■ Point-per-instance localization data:
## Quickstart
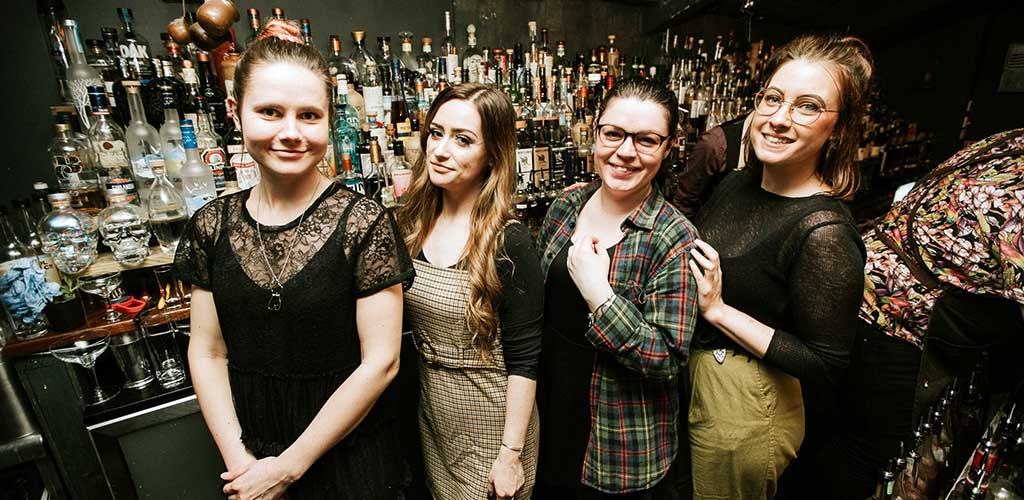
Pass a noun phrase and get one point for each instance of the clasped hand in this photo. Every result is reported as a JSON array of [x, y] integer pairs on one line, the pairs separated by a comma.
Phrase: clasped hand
[[588, 263], [261, 480]]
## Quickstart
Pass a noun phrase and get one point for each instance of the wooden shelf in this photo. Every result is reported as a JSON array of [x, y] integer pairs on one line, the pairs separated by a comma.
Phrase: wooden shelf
[[95, 327]]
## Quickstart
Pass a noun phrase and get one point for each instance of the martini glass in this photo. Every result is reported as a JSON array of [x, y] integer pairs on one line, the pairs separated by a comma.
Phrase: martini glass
[[85, 352], [103, 285]]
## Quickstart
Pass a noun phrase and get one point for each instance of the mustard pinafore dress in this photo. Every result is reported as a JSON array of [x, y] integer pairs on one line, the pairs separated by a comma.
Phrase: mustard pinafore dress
[[462, 397]]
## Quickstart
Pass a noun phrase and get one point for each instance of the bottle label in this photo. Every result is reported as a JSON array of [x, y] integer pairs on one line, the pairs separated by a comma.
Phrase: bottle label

■ Your task: With the line containing "of the mustard" as the start and the last line of the entries as the end, print that whole span exactly.

■ Task result:
Pass a noun phrase and get one point for each instance of the mustard pinafore dress in this photo. Every result is reported as a JSON array of [x, y] integer pairs on one line, the pairs separated by a comma.
Phrase: mustard pinafore dress
[[462, 397]]
## Quickstart
Pass a noun phrase and get one point for each instance of the bottle label in this photo. Every result is reported as a JSON array of [x, y] integer pairs on one line, the pairs separated by a comma.
Phrase: bottle label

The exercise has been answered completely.